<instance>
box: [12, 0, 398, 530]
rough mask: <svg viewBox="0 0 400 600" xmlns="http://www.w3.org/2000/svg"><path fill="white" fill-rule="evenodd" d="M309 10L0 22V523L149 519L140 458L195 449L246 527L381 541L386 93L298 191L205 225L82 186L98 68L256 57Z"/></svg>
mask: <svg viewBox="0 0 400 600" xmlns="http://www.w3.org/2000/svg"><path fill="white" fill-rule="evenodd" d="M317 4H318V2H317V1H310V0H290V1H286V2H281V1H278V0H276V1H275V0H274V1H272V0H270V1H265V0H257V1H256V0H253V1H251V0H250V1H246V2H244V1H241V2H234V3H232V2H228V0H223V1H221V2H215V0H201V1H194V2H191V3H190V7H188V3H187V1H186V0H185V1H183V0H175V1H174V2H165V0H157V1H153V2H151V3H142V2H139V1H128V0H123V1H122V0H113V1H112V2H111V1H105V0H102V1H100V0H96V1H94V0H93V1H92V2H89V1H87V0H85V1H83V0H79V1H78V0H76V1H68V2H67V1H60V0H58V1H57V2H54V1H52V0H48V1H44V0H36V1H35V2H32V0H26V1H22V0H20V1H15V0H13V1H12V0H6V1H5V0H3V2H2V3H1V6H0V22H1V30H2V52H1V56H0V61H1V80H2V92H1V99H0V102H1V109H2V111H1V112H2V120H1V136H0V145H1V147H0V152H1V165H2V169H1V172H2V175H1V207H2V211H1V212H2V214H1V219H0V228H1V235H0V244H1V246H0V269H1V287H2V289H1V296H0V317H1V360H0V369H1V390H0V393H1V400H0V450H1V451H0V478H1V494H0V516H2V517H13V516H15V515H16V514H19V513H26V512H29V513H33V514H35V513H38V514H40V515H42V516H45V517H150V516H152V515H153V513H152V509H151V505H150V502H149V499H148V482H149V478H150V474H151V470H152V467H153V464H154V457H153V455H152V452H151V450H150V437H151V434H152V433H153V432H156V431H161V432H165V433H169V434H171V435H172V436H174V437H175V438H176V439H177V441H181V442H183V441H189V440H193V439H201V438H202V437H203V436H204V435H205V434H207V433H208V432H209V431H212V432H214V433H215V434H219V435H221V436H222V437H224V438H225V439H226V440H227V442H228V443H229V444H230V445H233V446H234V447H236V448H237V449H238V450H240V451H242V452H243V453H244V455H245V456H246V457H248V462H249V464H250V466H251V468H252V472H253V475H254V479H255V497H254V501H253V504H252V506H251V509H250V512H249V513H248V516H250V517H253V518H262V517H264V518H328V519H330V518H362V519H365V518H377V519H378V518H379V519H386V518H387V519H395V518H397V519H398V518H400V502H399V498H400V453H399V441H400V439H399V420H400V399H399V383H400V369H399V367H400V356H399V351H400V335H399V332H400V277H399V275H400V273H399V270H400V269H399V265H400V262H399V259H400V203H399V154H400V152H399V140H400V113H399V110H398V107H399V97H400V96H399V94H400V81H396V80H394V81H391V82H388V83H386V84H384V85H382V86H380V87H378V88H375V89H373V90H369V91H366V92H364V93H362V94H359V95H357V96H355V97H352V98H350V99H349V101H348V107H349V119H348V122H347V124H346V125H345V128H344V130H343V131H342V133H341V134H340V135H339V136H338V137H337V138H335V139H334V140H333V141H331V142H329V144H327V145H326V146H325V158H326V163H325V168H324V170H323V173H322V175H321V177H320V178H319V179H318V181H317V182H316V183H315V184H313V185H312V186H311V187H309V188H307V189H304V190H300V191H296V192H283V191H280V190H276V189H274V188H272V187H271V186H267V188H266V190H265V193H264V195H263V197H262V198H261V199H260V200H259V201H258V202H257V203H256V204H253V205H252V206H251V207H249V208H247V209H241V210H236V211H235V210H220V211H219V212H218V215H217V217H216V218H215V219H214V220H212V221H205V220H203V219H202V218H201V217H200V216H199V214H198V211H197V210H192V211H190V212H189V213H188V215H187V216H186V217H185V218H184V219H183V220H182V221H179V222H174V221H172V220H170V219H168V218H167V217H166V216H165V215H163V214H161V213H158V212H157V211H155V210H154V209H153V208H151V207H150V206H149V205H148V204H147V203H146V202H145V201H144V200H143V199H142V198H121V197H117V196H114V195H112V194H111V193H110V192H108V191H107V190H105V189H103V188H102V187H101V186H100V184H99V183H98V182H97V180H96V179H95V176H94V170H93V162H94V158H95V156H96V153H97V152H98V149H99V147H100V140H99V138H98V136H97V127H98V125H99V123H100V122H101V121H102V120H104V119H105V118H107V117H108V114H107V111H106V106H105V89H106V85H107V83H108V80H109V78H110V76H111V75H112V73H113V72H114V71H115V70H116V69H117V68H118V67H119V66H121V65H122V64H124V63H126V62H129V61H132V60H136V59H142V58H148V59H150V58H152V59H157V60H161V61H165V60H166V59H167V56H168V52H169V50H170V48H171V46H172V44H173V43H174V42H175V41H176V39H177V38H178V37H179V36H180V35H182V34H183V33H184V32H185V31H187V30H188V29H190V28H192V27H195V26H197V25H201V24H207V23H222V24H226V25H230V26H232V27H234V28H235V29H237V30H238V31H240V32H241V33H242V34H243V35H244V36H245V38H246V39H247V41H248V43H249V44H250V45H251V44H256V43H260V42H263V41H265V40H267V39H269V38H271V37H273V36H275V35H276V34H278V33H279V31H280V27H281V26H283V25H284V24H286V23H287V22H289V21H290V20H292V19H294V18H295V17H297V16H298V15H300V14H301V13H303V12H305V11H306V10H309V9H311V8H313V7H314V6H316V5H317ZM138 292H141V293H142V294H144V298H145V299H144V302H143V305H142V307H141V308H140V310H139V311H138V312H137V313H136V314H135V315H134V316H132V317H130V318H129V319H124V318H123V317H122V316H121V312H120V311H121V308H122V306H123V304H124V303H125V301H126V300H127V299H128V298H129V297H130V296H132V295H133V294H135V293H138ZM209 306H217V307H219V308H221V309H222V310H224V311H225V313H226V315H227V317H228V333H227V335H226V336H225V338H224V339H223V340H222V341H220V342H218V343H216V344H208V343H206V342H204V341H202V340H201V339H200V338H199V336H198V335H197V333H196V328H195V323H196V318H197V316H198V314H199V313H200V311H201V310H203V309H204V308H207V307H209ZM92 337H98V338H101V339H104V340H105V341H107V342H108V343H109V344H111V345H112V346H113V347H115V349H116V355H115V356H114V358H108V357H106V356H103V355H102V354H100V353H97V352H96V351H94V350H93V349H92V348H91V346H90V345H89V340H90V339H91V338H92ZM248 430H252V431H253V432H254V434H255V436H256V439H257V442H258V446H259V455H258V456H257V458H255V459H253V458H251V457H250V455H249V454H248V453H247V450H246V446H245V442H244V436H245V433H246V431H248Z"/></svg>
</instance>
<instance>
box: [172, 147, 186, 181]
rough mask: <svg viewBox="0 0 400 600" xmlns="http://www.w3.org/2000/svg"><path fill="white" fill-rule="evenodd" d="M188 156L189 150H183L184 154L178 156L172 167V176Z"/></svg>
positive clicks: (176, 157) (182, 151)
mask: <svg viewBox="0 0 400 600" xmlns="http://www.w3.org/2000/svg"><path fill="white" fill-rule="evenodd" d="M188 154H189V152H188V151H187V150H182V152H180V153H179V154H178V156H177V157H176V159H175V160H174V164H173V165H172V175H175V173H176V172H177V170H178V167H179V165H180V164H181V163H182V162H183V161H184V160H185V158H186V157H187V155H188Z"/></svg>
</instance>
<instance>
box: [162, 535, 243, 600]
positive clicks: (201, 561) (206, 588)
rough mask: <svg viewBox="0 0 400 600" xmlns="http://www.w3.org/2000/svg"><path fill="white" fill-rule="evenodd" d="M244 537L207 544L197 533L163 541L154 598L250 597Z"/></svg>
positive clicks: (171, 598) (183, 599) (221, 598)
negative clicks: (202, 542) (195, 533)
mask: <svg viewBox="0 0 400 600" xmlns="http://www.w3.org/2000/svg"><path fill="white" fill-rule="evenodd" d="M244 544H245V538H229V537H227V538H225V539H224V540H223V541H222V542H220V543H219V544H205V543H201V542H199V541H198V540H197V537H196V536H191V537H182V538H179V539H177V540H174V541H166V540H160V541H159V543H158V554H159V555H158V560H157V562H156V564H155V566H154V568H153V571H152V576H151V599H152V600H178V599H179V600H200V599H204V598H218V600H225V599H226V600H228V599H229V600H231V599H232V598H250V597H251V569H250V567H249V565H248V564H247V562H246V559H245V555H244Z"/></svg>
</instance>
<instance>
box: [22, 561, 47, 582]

⁂

* **TASK PROMPT**:
Starting at the line that contains "box: [162, 535, 243, 600]" and stopping after the line that contains "positive clicks: (171, 598)", write out every line exactly as it appears above, and no other line.

* **YOUR SOLUTION**:
box: [162, 535, 243, 600]
positive clicks: (201, 561) (206, 588)
rough mask: <svg viewBox="0 0 400 600" xmlns="http://www.w3.org/2000/svg"><path fill="white" fill-rule="evenodd" d="M244 537L207 544L197 533L163 541L154 598L250 597Z"/></svg>
positive clicks: (171, 598) (183, 599) (221, 598)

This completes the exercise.